======== Data for analysis ========
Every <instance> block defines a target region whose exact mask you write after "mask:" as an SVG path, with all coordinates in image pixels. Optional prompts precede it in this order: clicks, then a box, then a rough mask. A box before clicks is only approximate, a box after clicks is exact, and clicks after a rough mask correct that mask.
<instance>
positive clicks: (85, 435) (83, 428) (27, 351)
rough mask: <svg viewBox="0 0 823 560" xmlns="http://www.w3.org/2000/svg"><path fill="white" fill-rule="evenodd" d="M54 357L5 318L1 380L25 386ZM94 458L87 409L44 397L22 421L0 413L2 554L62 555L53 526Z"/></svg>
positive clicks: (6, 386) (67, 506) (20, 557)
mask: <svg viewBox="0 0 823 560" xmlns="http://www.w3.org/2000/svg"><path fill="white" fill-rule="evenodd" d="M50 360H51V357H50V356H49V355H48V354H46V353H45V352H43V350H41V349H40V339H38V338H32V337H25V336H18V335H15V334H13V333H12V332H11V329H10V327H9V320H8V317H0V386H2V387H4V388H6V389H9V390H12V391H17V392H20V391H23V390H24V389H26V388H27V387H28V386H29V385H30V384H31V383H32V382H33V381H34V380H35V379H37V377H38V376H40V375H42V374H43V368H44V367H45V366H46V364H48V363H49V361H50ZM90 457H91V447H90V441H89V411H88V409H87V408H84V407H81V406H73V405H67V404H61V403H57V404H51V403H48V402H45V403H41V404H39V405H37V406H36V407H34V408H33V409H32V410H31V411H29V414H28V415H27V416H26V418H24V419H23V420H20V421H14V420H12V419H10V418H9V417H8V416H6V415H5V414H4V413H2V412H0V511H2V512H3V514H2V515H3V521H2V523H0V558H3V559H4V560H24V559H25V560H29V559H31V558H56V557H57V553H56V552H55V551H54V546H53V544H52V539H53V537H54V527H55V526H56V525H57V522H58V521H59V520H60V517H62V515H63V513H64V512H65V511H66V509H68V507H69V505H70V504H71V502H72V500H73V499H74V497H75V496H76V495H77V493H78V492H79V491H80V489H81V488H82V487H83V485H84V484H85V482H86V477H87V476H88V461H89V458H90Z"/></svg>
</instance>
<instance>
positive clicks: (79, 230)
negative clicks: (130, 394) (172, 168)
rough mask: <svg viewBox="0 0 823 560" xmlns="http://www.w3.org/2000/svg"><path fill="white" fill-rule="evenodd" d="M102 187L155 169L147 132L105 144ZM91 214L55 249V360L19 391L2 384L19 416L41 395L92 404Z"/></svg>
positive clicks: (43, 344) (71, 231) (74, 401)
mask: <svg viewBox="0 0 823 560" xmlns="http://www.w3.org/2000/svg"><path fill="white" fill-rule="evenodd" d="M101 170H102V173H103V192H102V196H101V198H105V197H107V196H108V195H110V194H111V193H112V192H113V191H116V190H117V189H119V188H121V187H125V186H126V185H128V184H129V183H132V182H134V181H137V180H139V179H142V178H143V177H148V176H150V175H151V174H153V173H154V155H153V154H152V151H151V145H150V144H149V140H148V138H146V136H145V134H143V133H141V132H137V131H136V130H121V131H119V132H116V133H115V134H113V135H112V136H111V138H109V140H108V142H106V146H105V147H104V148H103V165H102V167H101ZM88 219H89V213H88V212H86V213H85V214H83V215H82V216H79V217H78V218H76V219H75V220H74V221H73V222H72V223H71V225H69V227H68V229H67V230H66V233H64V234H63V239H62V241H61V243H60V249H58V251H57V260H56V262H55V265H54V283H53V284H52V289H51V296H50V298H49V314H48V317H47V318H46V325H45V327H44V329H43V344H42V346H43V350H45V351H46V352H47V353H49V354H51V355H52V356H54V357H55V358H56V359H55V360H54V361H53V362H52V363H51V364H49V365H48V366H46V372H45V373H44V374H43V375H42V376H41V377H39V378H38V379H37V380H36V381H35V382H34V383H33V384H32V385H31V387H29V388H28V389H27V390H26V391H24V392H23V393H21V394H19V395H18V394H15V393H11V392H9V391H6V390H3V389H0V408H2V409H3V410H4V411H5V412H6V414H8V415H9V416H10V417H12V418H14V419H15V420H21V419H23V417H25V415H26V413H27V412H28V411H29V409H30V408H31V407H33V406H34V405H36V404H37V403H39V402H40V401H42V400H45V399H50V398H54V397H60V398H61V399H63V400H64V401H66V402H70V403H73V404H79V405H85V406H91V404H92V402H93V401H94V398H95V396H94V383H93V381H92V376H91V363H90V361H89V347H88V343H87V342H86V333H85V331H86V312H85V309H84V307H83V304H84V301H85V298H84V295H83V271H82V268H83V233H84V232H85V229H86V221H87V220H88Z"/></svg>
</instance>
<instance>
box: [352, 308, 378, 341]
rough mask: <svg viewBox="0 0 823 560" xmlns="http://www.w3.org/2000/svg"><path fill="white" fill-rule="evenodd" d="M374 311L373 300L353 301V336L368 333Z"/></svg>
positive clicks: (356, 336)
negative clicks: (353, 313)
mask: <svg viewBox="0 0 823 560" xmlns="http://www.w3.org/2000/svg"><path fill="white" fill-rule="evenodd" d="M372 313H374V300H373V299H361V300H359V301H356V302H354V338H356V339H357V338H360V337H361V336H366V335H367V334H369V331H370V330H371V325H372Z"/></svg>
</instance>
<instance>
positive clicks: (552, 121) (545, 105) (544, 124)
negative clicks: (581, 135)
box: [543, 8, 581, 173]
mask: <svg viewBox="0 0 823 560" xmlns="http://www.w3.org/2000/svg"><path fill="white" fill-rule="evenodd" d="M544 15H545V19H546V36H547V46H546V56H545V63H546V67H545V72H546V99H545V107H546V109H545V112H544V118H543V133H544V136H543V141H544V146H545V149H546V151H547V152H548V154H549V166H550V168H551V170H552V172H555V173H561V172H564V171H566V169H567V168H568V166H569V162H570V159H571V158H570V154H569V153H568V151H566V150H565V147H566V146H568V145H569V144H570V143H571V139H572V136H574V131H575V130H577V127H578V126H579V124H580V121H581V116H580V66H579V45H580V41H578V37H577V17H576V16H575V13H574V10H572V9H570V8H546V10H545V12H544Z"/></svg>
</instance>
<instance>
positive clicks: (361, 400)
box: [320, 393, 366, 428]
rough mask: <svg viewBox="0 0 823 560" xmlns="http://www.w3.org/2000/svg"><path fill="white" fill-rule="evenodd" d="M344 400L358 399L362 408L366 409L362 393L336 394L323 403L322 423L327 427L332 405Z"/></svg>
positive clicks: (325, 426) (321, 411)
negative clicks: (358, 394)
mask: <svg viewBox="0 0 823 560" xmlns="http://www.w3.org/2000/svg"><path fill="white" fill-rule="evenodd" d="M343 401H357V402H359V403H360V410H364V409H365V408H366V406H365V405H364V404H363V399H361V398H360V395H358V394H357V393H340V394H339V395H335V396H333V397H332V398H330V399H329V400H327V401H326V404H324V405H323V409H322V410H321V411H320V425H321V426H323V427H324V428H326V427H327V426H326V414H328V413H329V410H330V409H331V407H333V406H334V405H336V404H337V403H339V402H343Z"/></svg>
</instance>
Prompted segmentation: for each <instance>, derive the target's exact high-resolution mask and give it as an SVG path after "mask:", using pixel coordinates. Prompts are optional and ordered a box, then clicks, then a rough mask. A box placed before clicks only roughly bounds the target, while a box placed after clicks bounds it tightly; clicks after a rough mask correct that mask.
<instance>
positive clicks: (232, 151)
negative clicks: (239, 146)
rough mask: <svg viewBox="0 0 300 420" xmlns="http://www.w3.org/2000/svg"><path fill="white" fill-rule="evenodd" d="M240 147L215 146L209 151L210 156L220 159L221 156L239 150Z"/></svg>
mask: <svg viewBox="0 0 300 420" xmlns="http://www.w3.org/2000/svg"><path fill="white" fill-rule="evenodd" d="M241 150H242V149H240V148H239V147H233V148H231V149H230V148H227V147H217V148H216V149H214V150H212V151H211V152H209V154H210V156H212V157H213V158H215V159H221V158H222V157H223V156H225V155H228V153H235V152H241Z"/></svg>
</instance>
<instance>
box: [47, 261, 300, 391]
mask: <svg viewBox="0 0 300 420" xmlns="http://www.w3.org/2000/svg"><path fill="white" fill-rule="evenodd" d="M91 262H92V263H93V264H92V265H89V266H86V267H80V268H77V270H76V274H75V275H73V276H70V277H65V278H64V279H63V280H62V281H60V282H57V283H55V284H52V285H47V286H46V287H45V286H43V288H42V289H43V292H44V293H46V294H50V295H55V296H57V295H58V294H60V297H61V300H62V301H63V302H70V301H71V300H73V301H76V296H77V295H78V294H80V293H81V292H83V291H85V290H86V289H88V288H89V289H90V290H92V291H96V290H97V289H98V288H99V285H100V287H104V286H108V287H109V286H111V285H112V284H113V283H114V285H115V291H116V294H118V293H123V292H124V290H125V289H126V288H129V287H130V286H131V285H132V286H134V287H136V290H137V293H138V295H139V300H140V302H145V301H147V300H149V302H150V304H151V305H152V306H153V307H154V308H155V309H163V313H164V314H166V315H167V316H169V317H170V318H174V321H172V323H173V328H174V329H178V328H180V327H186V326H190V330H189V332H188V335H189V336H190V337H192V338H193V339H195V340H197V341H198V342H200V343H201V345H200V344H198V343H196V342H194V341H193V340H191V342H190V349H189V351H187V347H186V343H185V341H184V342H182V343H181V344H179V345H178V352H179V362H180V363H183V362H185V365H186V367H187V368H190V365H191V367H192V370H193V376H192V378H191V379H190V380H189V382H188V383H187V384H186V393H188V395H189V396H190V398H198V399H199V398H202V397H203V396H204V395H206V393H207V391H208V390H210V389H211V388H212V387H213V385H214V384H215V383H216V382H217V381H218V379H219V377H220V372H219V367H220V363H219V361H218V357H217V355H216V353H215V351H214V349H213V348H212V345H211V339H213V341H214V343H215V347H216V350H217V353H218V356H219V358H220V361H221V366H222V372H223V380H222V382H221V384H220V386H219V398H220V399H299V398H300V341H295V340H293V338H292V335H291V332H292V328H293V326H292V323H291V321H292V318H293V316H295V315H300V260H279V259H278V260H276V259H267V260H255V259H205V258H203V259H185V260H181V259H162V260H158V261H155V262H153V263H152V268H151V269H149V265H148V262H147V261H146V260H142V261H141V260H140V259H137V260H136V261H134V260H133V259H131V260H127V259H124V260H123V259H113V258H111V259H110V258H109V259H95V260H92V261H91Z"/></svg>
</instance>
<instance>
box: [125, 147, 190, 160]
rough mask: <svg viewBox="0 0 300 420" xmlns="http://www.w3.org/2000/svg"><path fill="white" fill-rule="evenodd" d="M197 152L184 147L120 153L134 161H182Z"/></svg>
========
**Directions for this task**
Beginning with the very first line of the records above, please retype each line through the one that has "357L5 318L1 380L25", and add nothing.

**The completed task**
Every <instance> block defines a target region whose exact mask you write after "mask:" as an SVG path, with all coordinates in image pixels. Optional prompts precede it in this order: clicks, then a box, then a rough mask. A box before clicks is only approximate, a box after clicks is exact, and clicks after a rough mask correct that mask.
<instance>
positive clicks: (85, 435) (83, 428) (27, 351)
rough mask: <svg viewBox="0 0 823 560" xmlns="http://www.w3.org/2000/svg"><path fill="white" fill-rule="evenodd" d="M54 357L5 318L1 380L25 386ZM94 458L87 409L44 397L22 421L0 413L2 554L62 555L53 526Z"/></svg>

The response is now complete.